* _READING TEXT_
┌────────

FactorColumnOp¶
- class FactorColumnOp(parameters)[source]
Append to tabular file columns of factors based on column values.
- Required remodeling parameters:
column_name (str): The name of a column in the DataFrame to compute factors from.
- Optional remodeling parameters
factor_names (list): Names to use as the factor columns.
factor_values (list): Values in the column column_name to create factors for.
Notes
If no factor_values are provided, factors are computed for each of the unique values in column_name column.
If factor_names are provided, then factor_values must also be provided and the two lists be the same size.
Methods
|
Constructor for the factor column operation. |
|
Create factor columns based on values in a specified column. |
|
Check that factor_names and factor_values have same length if given. |
Attributes
- FactorColumnOp.__init__(parameters)[source]¶
Constructor for the factor column operation.
- Parameters:
parameters (dict) – Parameter values for required and optional parameters.
- FactorColumnOp.do_op(dispatcher, df, name, sidecar=None)[source]¶
Create factor columns based on values in a specified column.
- Parameters:
dispatcher (Dispatcher) – Manages the operation I/O.
df (DataFrame) – The DataFrame to be remodeled.
name (str) – Unique identifier for the dataframe – often the original file path.
sidecar (Sidecar or file-like) – Not needed for this operation.
- Returns:
A new DataFrame with the factor columns appended.
- Return type:
DataFrame
- static FactorColumnOp.validate_input_data(parameters)[source]¶
Check that factor_names and factor_values have same length if given.
- FactorColumnOp.NAME = 'factor_column'¶
- FactorColumnOp.PARAMS = {'additionalProperties': False, 'dependentRequired': {'factor_names': ['factor_values']}, 'properties': {'column_name': {'description': 'Name of the column for which to create one-hot factors for unique values.', 'type': 'string'}, 'factor_names': {'description': 'Names of the resulting factor columns. If given must be same length as factor_values', 'items': {'type': 'string'}, 'minItems': 1, 'type': 'array', 'uniqueItems': True}, 'factor_values': {'description': 'Specific unique column values to compute factors for (otherwise all unique values).', 'items': {'type': 'string'}, 'minItems': 1, 'type': 'array', 'uniqueItems': True}}, 'required': ['column_name'], 'type': 'object'}¶

└────────

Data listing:
┌────────

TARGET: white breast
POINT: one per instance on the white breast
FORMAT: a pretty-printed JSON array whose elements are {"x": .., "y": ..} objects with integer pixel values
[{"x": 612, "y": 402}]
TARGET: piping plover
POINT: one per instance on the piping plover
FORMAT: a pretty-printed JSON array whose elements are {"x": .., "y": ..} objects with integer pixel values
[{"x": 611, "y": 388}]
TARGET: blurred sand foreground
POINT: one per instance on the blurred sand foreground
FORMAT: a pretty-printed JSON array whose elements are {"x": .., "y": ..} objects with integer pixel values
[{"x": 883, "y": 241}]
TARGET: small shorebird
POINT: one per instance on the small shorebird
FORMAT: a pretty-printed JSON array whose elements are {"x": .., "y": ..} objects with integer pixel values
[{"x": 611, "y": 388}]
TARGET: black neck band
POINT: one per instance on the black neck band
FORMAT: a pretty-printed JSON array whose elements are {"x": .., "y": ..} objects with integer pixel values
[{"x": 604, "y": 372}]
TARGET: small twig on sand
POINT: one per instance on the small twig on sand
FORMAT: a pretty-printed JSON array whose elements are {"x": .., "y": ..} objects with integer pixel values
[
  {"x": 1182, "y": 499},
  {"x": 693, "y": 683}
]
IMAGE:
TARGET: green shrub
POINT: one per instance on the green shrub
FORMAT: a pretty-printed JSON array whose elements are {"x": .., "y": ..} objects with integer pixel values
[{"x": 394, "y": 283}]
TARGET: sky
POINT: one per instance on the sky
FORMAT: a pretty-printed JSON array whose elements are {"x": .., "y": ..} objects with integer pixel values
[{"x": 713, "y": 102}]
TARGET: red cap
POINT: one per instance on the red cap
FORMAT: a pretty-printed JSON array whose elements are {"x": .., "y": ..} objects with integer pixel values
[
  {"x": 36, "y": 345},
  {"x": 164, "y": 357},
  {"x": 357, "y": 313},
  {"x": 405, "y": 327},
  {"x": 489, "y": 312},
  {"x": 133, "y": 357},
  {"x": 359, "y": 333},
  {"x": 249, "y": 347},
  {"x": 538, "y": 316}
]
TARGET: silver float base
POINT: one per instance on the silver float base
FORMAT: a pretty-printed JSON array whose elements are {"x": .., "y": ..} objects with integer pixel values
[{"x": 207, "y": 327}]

└────────

* _JOBS_
#1 Answer these questions from the FactorColumnOp documentation, one per line:
(a) What does the do_op method return?
(b) What value is assigned to FactorColumnOp.NAME?
(c) When no factor_values are provided, which values are factors computed for?
#2 List every parameter of the do_op method named in the FactorColumnOp documentation.
#3 Extract the FactorColumnOp documentation from "- Required remodeling" up to and including "in column_name column.".
You can complete the work without the records.

* _RESULTS FOR EACH TASK_
#1
(a) A new DataFrame with the factor columns appended.
(b) 'factor_column'
(c) Each of the unique values in the column_name column.

#2
dispatcher
df
name
sidecar

#3
- Required remodeling parameters:
column_name (str): The name of a column in the DataFrame to compute factors from.
- Optional remodeling parameters
factor_names (list): Names to use as the factor columns.
factor_values (list): Values in the column column_name to create factors for.
Notes
If no factor_values are provided, factors are computed for each of the unique values in column_name column.